Collection entries:

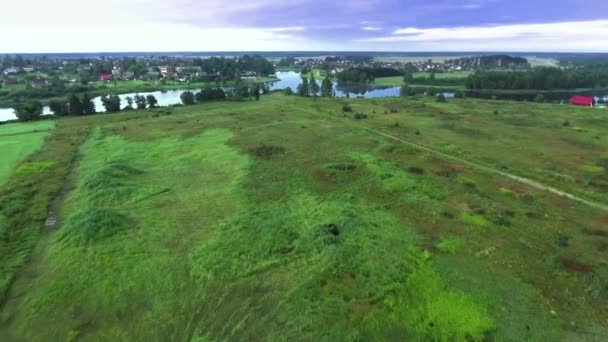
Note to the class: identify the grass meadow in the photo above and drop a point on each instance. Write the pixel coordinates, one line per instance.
(17, 141)
(288, 218)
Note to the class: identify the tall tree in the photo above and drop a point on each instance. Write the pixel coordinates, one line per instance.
(129, 103)
(152, 101)
(59, 108)
(327, 87)
(111, 103)
(313, 86)
(188, 98)
(303, 87)
(88, 106)
(140, 101)
(28, 111)
(256, 92)
(75, 105)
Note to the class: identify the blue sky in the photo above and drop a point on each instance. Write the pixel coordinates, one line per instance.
(381, 25)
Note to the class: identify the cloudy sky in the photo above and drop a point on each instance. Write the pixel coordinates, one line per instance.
(263, 25)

- **Assignment**
Output each record precisely as it appears, and drop every picture.

- **Exercise answer**
Note to the class: identify the grass meadow in the photo above and drop a point on each instance. Write the pixel coordinates, one line per instance.
(17, 141)
(288, 218)
Note to the class: identify the tall tree in the photo above and drop a point on each instance. Write the pixel coordinates, one line per instance.
(129, 103)
(152, 101)
(59, 108)
(327, 87)
(111, 103)
(313, 86)
(188, 98)
(303, 87)
(88, 106)
(140, 101)
(28, 111)
(256, 92)
(75, 105)
Note to the class: identify the blue sky in the photo above and drop a point on each instance. Write the pixel coordinates, one line per instance.
(381, 25)
Note to the class: identify the cloudy sky in the photo above and drop a point on each instance. Write the pixel coordinates, one line per instance.
(263, 25)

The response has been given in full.